The group also bolstered its healthy product options through acquisitions, including Kevita, a maker of fermented probiotic and kombucha drinks.
Organic growth of 4% – compared with just 0.2% growth for the food and drink category – came from traditional core products, as well as the healthier options, as domestic demand in the UK drove Frito-Lay sales of Doritos and Cheetos. A return to growth in beverages, particularly non-carbonated drinks such as sports and energy beverages, ready-to-drink tea and bottled water, helped PepsiCo outperform its peers.
The group has also pursued a premiumisation strategy, with organic versions of Gatorade, Tropicana and Naked juice launched.
Aside from launching new products, PepsiCo has focused on developing new channels and routes to market, including retail sales, foodservice partnerships and e-commerce. These partnerships were driven by active marketing campaigns such as the PepsiMoji campaign and brand activations in Disney Resort Shanghai and the Pepsi Super Bowl halftime show.
PepsiCo also managed a strong performance outside its domestic markets as the year progressed, achieving 8% growth in developing and emerging markets during the third quarter.
Unilever
Organic growth: 3.7%
Net margin: +0.8ppts
Unilever is under pressure to step up returns for investors, but has delivered continued strong organic growth alongside added value through judicious acquisitions like Dollar Shave Club and Dermalogica. Margin expansion is on the horizon, with further cost efficiencies planned, and shedding its declining spreads business should support organic growth as the group re-profiles in the wake of the rebuffed 3G Capital approach. Like other top performing global giants, Unilever has pursued a premiumisation strategy, launching new brands and products to grow their presence in existing categories. The consumer goods maker has been under-represented in the premium personal care market but is actively building share through promoting top end brands such as Zendium toothpaste. Sales of its premium shampoo and conditioner brand Tresemme more than doubled from 2011 to 2015 through expansion of the range, including Perfectly Undone products of foams and sprays and the Keratin Smooth collection. Unilever has also applied the formula to its food and drinks portfolio, with Pure Leaf added as a premium brand to the US tea portfolio in 2016.

• [Short task 1] In the passage on PepsiCo and Unilever, what does it say helped PepsiCo outperform its peers?
• [Short task 2] Pick up the passage on PepsiCo and Unilever after its final sentence and keep writing.

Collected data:
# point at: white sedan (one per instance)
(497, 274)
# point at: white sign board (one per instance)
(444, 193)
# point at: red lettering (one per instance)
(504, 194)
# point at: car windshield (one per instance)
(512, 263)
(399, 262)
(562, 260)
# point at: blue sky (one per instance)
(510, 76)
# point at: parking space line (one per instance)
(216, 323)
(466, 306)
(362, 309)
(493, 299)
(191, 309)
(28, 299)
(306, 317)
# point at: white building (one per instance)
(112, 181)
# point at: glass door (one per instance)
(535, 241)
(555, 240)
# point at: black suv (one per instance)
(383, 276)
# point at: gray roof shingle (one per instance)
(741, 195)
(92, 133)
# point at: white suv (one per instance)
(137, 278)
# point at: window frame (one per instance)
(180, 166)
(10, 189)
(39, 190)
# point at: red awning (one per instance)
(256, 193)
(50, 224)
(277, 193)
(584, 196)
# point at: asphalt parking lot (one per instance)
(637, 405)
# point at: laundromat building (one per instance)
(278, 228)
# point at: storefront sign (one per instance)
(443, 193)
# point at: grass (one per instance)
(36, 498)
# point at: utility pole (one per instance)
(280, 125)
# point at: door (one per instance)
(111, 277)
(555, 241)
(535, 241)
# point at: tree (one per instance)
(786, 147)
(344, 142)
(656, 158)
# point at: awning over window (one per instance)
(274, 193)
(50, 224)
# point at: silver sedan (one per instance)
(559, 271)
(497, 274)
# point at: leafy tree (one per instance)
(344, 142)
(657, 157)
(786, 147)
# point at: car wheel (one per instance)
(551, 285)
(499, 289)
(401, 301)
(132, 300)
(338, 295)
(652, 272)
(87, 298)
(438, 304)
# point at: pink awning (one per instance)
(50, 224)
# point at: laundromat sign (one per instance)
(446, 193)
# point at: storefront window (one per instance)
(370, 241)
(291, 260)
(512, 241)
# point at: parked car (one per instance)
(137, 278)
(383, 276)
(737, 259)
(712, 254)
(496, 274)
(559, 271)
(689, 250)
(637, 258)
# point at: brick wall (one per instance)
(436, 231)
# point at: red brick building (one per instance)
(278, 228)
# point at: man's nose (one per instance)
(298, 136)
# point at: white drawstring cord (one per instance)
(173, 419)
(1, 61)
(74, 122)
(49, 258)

• [Output 1] A return to growth in beverages helped PepsiCo outperform its peers. The growth came particularly from non-carbonated drinks such as sports and energy beverages, ready-to-drink tea and bottled water.

• [Output 2]
Unilever’s organic growth of 3.7% is being driven by its sustainable living initiative as it focuses on its packaging, sourcing and NPD to appeal to environmentally conscious consumers. The strategy has paid off with the sustainable living brands delivering more than 60% of growth in 2016 and 40% faster than the rest of the business.
It has also capitalised on innovative routes to market in emerging markets with initiatives ranging from employing local women as rural sales agents to serve more 165,000 villages worldwide to grassroots distribution with hubs set up in larger stores in the Philippines to supply the 950,000 small convenience shops.
Heineken
Organic growth: 4.8%
Net margin: -0.1%
The Dutch brewer achieved the Global 50’s highest organic growth rate and, unlike many of its sector contemporaries in the tough alcohol market, has achieved volume growth as well as pricing. It has shifted focus from Western Europe to higher growth emerging markets via acquisitions. The latest move came earlier this year as Heinekn swooped for the struggling Kirin business in Brazil, making it the second-largest beer company in the country with a 17% share, allowing the Dutch brewer to challenge the dominance of rival AB InBev in its biggest market. The group benefitted from its geographically diverse base, with Europe, Asia and Americas all doing well. Popular marketing campaigns, such as ‘Uncage your Tiger’ in Vietnam, helped fuelled strong demand for its beers. And it managed to navigate the difficult cider market with double-digit growth across several geographies outside the UK, including South Africa, Czech Republic, Russia and Mexico.
Heineken’s strength in the premium end of the market also helped the brewer, with new products also added, including some ‘retro’ innovations in Europe, such as Bierra Morretti Regionali. Premium craft brand Lagunitas, which Heineken bought the remaining 50% stake it didn’t already own in May this year, grew at a double-digit rate in the US.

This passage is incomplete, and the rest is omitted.